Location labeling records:
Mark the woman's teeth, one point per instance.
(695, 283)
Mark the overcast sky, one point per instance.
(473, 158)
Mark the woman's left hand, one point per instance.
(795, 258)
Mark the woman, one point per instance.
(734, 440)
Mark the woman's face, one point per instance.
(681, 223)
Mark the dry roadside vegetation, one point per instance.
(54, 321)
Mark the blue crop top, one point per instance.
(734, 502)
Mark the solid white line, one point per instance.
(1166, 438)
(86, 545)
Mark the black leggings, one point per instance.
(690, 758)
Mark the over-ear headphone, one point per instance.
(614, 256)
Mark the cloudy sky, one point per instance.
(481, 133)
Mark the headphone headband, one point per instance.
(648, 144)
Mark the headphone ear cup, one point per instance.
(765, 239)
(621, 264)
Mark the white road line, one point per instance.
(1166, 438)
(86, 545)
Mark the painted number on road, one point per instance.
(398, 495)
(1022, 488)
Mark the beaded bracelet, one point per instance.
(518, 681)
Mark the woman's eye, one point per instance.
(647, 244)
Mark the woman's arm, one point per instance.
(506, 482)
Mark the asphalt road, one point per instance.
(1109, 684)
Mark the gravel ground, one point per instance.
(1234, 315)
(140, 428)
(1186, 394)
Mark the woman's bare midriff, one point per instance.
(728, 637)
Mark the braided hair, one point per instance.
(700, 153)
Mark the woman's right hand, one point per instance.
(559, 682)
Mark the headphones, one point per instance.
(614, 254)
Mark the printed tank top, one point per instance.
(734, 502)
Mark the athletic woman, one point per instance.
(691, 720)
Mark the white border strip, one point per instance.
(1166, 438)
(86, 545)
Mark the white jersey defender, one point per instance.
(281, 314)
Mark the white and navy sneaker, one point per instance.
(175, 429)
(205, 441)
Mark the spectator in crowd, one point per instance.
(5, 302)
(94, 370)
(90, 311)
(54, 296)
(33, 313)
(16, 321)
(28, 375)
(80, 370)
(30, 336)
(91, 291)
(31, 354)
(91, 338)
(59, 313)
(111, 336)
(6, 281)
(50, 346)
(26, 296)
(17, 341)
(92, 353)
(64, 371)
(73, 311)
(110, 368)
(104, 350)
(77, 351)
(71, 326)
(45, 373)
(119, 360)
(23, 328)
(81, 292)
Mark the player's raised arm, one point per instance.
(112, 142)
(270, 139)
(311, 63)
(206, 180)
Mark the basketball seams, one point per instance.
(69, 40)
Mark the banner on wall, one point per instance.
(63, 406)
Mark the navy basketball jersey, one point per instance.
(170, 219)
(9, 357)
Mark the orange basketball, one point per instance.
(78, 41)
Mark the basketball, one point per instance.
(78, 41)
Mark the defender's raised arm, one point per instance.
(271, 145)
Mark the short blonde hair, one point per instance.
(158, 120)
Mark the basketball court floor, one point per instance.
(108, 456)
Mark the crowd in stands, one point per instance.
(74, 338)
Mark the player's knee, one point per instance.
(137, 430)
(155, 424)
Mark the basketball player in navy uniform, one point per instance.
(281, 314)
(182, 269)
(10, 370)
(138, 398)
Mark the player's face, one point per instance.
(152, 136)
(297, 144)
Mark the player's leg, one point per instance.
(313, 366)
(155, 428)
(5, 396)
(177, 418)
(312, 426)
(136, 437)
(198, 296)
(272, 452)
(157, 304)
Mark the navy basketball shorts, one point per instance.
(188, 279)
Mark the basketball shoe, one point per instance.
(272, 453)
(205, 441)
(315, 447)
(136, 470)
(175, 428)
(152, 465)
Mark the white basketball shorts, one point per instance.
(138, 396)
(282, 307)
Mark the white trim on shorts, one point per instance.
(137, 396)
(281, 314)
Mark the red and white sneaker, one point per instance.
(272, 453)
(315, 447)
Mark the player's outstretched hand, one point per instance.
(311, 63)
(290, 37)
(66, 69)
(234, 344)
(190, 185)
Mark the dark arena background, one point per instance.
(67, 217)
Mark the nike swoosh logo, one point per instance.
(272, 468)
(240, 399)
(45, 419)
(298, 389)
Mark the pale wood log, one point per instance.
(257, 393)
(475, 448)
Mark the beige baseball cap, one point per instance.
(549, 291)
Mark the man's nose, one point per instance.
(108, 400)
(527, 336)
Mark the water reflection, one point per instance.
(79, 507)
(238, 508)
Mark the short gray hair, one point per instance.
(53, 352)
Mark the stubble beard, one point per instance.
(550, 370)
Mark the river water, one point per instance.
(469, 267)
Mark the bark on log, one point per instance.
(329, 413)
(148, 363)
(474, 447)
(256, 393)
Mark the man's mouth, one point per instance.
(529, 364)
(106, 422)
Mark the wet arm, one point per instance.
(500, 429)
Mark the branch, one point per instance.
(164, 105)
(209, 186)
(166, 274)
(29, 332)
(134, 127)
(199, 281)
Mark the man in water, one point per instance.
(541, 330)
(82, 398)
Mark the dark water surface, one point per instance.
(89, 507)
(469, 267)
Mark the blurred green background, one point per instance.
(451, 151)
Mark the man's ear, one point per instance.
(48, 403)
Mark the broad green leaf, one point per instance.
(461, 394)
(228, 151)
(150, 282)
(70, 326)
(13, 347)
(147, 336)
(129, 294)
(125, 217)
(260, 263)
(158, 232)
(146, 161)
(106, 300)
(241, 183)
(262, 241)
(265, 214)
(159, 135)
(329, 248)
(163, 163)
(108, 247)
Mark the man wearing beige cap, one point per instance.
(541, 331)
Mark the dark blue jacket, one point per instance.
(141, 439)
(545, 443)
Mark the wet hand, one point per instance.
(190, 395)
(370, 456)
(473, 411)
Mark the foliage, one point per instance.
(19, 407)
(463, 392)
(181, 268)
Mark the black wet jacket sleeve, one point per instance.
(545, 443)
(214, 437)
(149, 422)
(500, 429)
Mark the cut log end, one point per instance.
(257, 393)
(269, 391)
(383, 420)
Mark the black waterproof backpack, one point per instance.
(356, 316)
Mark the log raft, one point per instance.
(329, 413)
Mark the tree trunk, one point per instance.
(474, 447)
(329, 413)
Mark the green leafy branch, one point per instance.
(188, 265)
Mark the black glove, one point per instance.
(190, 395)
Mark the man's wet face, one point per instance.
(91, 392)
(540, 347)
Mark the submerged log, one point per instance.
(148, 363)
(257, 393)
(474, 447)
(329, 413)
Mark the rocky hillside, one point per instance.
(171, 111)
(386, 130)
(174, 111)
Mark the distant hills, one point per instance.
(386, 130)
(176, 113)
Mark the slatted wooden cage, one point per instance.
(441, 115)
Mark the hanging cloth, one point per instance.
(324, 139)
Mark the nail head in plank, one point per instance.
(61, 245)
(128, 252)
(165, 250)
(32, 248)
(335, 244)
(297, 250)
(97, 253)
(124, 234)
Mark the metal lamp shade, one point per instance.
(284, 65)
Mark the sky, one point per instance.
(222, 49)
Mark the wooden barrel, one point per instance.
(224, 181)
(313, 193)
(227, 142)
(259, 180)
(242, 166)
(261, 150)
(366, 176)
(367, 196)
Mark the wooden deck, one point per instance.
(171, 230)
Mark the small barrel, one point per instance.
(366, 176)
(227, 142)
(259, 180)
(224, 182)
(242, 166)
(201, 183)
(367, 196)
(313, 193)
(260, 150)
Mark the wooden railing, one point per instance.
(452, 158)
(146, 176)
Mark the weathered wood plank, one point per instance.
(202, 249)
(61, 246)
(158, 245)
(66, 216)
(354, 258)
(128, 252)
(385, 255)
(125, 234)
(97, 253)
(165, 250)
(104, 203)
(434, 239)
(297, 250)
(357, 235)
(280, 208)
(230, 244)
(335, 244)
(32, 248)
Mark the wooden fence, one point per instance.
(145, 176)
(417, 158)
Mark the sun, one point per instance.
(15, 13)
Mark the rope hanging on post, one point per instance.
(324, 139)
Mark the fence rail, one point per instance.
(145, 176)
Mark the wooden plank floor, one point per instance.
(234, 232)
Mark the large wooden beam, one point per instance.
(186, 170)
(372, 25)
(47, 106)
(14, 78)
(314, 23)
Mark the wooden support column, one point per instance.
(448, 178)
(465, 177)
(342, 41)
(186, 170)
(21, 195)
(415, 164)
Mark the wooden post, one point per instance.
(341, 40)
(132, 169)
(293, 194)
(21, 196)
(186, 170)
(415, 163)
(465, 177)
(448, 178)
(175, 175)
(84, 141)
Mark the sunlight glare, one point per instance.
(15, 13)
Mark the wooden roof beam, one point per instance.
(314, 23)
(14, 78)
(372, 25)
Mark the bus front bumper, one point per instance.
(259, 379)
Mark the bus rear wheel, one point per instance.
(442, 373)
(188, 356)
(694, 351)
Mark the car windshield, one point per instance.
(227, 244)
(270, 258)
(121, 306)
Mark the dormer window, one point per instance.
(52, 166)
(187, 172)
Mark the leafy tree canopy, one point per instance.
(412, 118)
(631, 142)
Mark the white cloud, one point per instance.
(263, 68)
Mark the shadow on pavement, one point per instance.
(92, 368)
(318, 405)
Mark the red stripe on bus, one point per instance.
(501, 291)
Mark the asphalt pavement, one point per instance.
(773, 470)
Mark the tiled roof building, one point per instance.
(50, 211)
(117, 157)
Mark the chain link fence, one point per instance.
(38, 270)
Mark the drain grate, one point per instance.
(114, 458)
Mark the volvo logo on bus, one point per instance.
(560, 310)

Direction:
In the listing above, find the line containing "Mark the bus rear", then reproduce it and each line after it through the end, exactly and with nothing added.

Task response:
Mark the bus rear wheel, one point per instance.
(442, 373)
(188, 356)
(694, 351)
Mark the car windshield, one point per instance.
(227, 244)
(270, 258)
(121, 306)
Mark the dormer window, one point per instance.
(52, 166)
(187, 172)
Mark the leafy tree canopy, one point per instance.
(412, 118)
(631, 142)
Mark the white cloud, one point per instance.
(263, 68)
Mark the shadow on pavement, one point per instance.
(92, 368)
(318, 405)
Mark the red stripe on bus, one point per instance.
(501, 291)
Mark the asphalt pavement, one point per instance.
(773, 470)
Mark the tiled roof building, one point per instance.
(50, 211)
(117, 157)
Mark the chain link fence, one point per instance.
(38, 270)
Mark the drain grate, one point per instance.
(114, 458)
Mark the volvo logo on bus, one point per instance.
(560, 310)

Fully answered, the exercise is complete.